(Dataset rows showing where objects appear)
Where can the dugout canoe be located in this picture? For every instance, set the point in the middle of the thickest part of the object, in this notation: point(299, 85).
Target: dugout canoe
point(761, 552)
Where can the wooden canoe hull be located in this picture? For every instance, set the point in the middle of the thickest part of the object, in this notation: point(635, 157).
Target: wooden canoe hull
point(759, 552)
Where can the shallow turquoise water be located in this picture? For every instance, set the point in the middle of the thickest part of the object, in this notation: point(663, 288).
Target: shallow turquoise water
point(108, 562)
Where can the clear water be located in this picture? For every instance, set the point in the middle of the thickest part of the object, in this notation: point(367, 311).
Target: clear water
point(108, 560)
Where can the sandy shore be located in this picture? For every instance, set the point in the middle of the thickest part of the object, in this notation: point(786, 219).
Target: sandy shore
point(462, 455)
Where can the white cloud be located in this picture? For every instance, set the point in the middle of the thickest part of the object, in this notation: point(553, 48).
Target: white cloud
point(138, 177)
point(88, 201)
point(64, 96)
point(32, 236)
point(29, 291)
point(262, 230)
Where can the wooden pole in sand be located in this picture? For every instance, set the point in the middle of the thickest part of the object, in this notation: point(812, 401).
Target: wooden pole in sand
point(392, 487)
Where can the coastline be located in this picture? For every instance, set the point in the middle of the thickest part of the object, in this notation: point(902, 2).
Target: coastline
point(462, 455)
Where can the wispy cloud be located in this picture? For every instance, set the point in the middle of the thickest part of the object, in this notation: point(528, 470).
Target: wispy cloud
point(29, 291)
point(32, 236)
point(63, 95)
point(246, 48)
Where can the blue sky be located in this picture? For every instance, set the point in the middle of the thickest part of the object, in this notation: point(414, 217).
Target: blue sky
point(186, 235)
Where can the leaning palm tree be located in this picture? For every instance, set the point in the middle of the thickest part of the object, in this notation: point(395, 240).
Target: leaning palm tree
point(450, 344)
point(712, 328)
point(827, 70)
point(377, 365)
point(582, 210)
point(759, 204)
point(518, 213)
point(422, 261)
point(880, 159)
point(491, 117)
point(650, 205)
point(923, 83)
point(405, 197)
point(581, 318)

__Task brief__: Switch "thickest part" to "widest part" everywhere in the records above, leaving every other word as it is.

__Task solution__:
Where can the dugout canoe be located in this picture? For every instance, set the point in the middle of the widest part of the object, in this notation: point(299, 85).
Target: dugout canoe
point(761, 552)
Where can the wooden canoe hull be located in this picture? For every instance, set the point in the middle of the widest part of the object, in this notation: point(635, 157).
Target: wooden canoe hull
point(759, 552)
Where can the shallow turquoise water be located in this picture? For every instance, set the point in the middle of the widest part of the object, in this notation: point(663, 288).
Target: shallow turquoise water
point(108, 562)
Where can the clear water be located in this picture? For every instance, set the point in the middle of the widest part of the object, in this notation: point(367, 311).
Target: clear water
point(108, 560)
Where can the sandy shore be located in this picture? For every instance, set the point in the middle of the widest part of the object, in this notation: point(786, 219).
Target: sandy shore
point(462, 455)
Where can the white cloud be located in this picture? For every instance, set the point in the middle of the widest part of the object, in this notation: point(553, 48).
Target: white cloud
point(138, 177)
point(88, 201)
point(64, 96)
point(32, 236)
point(29, 291)
point(262, 230)
Where can the wooden pole in sand be located in this picture? For every instance, set the point in the middle of the widest part of the object, in this notation: point(812, 401).
Target: wooden pole in sand
point(392, 487)
Where can the coastline be located in this picture? For every instance, set the point in the middle of the widest part of the object, in this notation: point(902, 2).
Target: coastline
point(462, 455)
Where can the wispy cloud be located in this picture? For every instance, set the point in the middle of the widest part of the object, in this notation: point(528, 470).
Target: wispy cloud
point(29, 291)
point(32, 236)
point(63, 95)
point(246, 48)
Where can the blue sky be located in this picture? For every instance, set the point in the middle of the widest part of the object, in this notation: point(414, 217).
Target: blue sky
point(186, 235)
Where can the leaning palm tree be located in this picture? For every instance, set the point in the middle of the widest part of the object, in this notation: point(395, 240).
Target: leaning palm tree
point(450, 344)
point(712, 328)
point(827, 70)
point(377, 365)
point(582, 210)
point(759, 204)
point(518, 213)
point(422, 261)
point(880, 159)
point(491, 117)
point(650, 205)
point(923, 83)
point(405, 197)
point(581, 318)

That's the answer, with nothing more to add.